> СТАТЬЯ

----

Местное население оказало нам радушный прием и на первых порах, пока командованию училища не удалось установить связь с армейскими складами, обеспечивало нас всем необходимым, помогло оборудовать полевой аэродром. А ведь у людей — в основном это были женщины, проводившие на фронт своих мужей, сыновей, братьев, — и собственных забот было хоть отбавляй. Наступила осень, а в поле оставалось много работы. Из-за отсутствия комбайнеров, взявших в руки оружие, нехватки автомобилей, затягивалась уборка урожая. Выбиваясь из сил, женщины, старики, подростки косили пшеницу косами, жали серпами, как в давнее время обмолачивали ее цепами, лишь бы сохранить урожай, обеспечить хлебом Красную Армию. Нельзя было не восхищаться величием духа простых русских крестьянок, которые совершали настоящий трудовой подвиг.

Моя первая встреча в воздухе с врагом состоялась в погожий сентябрьский день. Совместно с курсантом я совершал обычный учебный полет в зоне на самолете УТИ-4. Мы находились в воздухе уже полчаса, после серии глубоких виражей я собрался было приказать курсанту взять курс на аэродром. Машина сделала разворот и ослепительное солнце, стоявшее слева от нас заполнило кабину. Я невольно отвел глаза в противоположную сторону, и в это время, справа за моей кабиной, в разрыве облаков промелькнул двухмоторный самолет. [81]

Он шел параллельным курсом. Скорость его не превышала скорости нашего учебно-тренировочного истребителя. Я принял на себя управление машиной, рванул до упора сектор газа.

----

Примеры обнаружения
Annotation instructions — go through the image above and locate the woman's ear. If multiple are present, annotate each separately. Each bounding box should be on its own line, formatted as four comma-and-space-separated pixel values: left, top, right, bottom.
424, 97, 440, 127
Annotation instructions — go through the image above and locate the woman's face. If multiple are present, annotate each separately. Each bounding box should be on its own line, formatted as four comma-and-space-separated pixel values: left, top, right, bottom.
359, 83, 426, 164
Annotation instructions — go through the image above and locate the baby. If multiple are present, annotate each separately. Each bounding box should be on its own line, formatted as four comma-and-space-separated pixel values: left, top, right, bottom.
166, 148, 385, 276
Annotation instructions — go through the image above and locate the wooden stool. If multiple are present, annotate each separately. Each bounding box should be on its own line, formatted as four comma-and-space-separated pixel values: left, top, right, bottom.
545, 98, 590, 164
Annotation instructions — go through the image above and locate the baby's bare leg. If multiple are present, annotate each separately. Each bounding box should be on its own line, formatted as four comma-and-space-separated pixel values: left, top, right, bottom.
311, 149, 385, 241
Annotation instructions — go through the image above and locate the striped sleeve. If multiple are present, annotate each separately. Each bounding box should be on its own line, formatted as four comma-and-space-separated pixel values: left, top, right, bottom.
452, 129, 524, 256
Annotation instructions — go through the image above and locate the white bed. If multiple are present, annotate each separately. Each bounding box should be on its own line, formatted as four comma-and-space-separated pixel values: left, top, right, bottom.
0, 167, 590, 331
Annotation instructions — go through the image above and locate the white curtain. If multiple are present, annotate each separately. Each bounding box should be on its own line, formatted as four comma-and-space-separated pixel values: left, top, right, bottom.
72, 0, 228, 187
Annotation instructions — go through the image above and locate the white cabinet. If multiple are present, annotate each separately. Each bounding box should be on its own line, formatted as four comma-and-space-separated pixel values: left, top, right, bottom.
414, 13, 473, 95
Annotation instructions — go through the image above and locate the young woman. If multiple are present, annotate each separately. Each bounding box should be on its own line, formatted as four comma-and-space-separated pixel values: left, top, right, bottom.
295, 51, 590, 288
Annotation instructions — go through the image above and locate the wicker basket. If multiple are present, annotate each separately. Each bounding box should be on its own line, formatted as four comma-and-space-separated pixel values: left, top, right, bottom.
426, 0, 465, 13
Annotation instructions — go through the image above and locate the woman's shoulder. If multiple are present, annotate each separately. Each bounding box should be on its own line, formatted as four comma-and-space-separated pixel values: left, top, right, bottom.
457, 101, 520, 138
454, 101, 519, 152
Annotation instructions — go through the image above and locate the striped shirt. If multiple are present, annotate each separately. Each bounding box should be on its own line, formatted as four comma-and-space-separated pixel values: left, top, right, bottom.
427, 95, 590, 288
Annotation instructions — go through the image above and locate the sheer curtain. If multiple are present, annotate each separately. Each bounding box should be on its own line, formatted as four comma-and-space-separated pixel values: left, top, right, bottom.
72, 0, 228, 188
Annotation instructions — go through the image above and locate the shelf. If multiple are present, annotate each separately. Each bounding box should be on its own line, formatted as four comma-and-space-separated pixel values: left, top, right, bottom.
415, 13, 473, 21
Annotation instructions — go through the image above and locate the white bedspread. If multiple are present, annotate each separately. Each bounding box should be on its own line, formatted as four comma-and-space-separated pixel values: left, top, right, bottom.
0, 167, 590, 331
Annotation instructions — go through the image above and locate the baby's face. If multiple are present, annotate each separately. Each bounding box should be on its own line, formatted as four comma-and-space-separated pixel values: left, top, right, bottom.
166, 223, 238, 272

----

> ИНСТРУКЦИЯ К ЗАДАНИЮ
Верните статью целиком и дословно, ничего в ней не меняя. Записи для работы не понадобятся.

> РЕЗУЛЬТАТ ВЫПОЛНЕНИЯ
Местное население оказало нам радушный прием и на первых порах, пока командованию училища не удалось установить связь с армейскими складами, обеспечивало нас всем необходимым, помогло оборудовать полевой аэродром. А ведь у людей — в основном это были женщины, проводившие на фронт своих мужей, сыновей, братьев, — и собственных забот было хоть отбавляй. Наступила осень, а в поле оставалось много работы. Из-за отсутствия комбайнеров, взявших в руки оружие, нехватки автомобилей, затягивалась уборка урожая. Выбиваясь из сил, женщины, старики, подростки косили пшеницу косами, жали серпами, как в давнее время обмолачивали ее цепами, лишь бы сохранить урожай, обеспечить хлебом Красную Армию. Нельзя было не восхищаться величием духа простых русских крестьянок, которые совершали настоящий трудовой подвиг.

Моя первая встреча в воздухе с врагом состоялась в погожий сентябрьский день. Совместно с курсантом я совершал обычный учебный полет в зоне на самолете УТИ-4. Мы находились в воздухе уже полчаса, после серии глубоких виражей я собрался было приказать курсанту взять курс на аэродром. Машина сделала разворот и ослепительное солнце, стоявшее слева от нас заполнило кабину. Я невольно отвел глаза в противоположную сторону, и в это время, справа за моей кабиной, в разрыве облаков промелькнул двухмоторный самолет. [81]

Он шел параллельным курсом. Скорость его не превышала скорости нашего учебно-тренировочного истребителя. Я принял на себя управление машиной, рванул до упора сектор газа.